### Extract to read
● ● ● ●
Re: BiqQueryIO.write and Wait.on

Carlos Alonso Tue, 03 Jul 2018 03:40:27 -0700

+ d...@beam.apache.org

Just a quick email to let you know that I'm starting developing this.


On Fri, Apr 20, 2018 at 10:30 PM Eugene Kirpichov <kirpic...@google.com>
wrote:

> Hi Carlos,
>
> Thank you for expressing interest in taking this on! Let me give you a few
> pointers to start, and I'll be happy to help everywhere along the way.
>
> Basically we want BigQueryIO.write() to return something (e.g. a
> PCollection) that can be used as input to Wait.on().
> Currently it returns a WriteResult, which only contains a
> PCollection<TableRow> of failed inserts - that one can not be used
> directly, instead we should add another component to WriteResult that
> represents the result of successfully writing some data.
>
> Given that BQIO supports dynamic destination writes, I think it makes
> sense for that to be a PCollection<KV<DestinationT, ???>> so that in theory
> we could sequence different destinations independently (currently Wait.on()
> does not provide such a feature, but it could); and it will require
> changing WriteResult to be WriteResult<DestinationT>. As for what the "???"
> might be - it is something that represents the result of successfully
> writing a window of data. I think it can even be Void, or "?" (wildcard
> type) for now, until we figure out something better.
>
> Implementing this would require roughly the following work:
> - Add this PCollection<KV<DestinationT, ?>> to WriteResult
> - Modify the BatchLoads transform to provide it on both codepaths:
> expandTriggered() and expandUntriggered()
> ...- expandTriggered() itself writes via 2 codepaths: single-partition and
> multi-partition. Both need to be handled - we need to get a
> PCollection<KV<DestinationT, ?>> from each of them, and Flatten these two
> PCollections together to get the final result. The single-partition
> codepath (writeSinglePartition) under the hood already uses WriteTables
> that returns a KV<DestinationT, ...> so it's directly usable. The
> multi-partition codepath ends in WriteRenameTriggered - unfortunately, this
> codepath drops DestinationT along the way and will need to be refactored a
> bit to keep it until the end.
● ● ● ●
### Provided data

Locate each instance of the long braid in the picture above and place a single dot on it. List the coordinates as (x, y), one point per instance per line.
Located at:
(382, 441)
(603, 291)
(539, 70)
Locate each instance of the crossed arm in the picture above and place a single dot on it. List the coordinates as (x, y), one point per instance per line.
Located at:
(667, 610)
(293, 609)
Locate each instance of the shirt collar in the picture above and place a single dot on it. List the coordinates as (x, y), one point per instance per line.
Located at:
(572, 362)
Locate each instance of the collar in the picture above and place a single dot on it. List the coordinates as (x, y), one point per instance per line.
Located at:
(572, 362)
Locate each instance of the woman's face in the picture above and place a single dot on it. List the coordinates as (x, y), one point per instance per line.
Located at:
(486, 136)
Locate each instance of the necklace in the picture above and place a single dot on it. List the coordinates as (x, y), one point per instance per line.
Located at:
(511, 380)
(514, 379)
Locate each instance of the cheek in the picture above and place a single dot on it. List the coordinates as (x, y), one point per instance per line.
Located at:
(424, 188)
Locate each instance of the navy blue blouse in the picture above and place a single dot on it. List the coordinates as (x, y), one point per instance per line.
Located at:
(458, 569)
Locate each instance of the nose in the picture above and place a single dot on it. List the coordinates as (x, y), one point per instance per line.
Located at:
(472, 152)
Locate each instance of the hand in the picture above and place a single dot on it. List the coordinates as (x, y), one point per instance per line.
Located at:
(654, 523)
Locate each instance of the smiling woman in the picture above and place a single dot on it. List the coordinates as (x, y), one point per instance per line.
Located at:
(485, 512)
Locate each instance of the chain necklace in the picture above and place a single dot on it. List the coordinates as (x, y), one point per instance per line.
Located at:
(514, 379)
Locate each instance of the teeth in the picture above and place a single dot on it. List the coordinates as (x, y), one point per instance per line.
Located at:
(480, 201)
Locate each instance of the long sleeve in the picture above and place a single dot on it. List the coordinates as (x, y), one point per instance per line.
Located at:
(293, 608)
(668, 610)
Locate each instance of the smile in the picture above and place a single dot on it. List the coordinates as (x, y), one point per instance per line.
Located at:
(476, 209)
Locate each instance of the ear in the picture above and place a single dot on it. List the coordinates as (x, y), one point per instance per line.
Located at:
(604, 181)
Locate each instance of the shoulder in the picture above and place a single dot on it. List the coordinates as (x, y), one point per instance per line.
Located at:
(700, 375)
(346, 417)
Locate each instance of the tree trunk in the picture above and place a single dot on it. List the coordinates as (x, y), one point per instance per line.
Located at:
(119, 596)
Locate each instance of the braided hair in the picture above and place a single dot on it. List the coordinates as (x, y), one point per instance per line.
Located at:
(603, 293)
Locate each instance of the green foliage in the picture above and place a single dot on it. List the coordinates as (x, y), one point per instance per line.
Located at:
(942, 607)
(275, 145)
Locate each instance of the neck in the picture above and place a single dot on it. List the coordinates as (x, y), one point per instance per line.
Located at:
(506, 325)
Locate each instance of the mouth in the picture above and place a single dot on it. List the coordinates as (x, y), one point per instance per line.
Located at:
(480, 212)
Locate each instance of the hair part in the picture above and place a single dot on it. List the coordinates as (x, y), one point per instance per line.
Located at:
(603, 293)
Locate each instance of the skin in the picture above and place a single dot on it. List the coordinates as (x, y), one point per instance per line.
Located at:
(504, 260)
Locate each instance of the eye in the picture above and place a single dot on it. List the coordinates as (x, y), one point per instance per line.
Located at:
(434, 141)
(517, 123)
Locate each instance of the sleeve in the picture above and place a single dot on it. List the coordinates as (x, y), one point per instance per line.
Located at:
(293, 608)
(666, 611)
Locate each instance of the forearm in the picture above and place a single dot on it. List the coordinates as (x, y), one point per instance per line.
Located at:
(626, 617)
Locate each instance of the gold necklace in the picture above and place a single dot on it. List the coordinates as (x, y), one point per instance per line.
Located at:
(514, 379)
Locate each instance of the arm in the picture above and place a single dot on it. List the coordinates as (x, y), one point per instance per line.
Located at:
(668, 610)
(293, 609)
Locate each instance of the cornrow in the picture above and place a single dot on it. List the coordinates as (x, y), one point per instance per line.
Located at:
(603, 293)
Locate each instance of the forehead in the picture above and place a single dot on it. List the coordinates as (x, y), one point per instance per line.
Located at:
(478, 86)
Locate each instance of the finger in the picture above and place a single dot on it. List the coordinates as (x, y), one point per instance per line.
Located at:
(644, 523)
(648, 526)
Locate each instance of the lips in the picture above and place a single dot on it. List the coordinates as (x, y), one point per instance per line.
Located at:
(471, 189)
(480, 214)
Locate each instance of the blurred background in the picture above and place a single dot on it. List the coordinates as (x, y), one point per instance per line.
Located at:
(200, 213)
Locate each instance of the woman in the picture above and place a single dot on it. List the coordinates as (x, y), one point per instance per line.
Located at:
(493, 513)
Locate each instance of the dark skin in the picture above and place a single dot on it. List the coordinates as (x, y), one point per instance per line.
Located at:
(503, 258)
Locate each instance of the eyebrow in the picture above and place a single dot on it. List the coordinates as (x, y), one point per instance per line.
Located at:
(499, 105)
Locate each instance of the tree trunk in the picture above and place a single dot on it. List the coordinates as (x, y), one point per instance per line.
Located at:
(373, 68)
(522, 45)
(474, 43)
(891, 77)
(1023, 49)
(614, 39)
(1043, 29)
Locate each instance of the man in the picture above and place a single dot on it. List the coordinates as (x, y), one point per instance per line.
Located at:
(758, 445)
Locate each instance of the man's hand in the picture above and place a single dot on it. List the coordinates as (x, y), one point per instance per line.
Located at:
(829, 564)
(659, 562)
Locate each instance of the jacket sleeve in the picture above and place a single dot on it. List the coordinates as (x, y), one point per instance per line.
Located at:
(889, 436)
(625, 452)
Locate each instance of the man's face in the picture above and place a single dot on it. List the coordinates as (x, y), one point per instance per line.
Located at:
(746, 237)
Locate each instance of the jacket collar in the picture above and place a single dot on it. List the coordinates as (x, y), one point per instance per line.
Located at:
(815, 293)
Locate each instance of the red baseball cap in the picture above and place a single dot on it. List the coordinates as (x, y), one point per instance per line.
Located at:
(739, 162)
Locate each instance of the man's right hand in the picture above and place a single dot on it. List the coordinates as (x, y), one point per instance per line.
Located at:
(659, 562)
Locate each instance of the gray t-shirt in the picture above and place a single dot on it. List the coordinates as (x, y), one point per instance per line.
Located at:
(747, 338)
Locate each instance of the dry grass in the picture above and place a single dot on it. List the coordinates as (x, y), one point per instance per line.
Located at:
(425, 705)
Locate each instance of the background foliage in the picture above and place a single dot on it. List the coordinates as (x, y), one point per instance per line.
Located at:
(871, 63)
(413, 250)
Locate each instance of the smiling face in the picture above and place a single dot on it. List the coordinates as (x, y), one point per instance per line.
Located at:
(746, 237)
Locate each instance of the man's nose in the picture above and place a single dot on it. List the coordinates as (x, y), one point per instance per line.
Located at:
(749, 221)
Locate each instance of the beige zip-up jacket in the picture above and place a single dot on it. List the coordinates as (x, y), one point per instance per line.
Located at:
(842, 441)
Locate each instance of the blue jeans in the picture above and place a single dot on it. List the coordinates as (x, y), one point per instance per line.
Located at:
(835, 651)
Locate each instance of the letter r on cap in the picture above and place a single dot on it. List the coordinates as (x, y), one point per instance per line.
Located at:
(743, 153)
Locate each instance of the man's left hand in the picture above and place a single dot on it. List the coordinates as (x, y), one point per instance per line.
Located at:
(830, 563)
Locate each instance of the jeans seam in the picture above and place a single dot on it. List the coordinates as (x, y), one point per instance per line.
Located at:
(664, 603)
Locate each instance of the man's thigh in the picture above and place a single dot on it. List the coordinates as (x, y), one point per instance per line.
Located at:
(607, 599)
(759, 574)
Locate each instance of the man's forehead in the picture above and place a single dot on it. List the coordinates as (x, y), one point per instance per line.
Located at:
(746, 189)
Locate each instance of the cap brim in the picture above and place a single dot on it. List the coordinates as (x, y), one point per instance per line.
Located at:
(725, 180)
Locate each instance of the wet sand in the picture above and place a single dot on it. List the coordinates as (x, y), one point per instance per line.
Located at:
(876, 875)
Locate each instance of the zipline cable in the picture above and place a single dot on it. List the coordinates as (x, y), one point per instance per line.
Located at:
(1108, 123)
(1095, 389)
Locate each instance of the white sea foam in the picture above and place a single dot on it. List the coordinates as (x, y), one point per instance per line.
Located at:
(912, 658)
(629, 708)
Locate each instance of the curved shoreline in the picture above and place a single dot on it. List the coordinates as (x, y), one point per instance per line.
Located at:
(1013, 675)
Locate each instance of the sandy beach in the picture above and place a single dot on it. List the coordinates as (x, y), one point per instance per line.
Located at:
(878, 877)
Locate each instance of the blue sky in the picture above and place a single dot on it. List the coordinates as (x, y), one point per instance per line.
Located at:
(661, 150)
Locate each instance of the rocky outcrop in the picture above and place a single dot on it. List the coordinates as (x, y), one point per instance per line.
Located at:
● ● ● ●
### Tasks
- A) Answer these questions about the BigQueryIO thread above:
(i) What does WriteResult currently contain?
(ii) Which two BatchLoads codepaths need to provide the new output?
(iii) In which transform does the multi-partition codepath end?
- B) Extract every line of the records that contains the string "hair", matching case exactly.
The thread and the records have no connection to each other.

### Answers for this exercise
- A)
(i) Only a PCollection<TableRow> of failed inserts.
(ii) expandTriggered() and expandUntriggered().
(iii) WriteRenameTriggered.

- B)
Locate each instance of the braided hair in the picture above and place a single dot on it. List the coordinates as (x, y), one point per instance per line.
Locate each instance of the hair part in the picture above and place a single dot on it. List the coordinates as (x, y), one point per instance per line.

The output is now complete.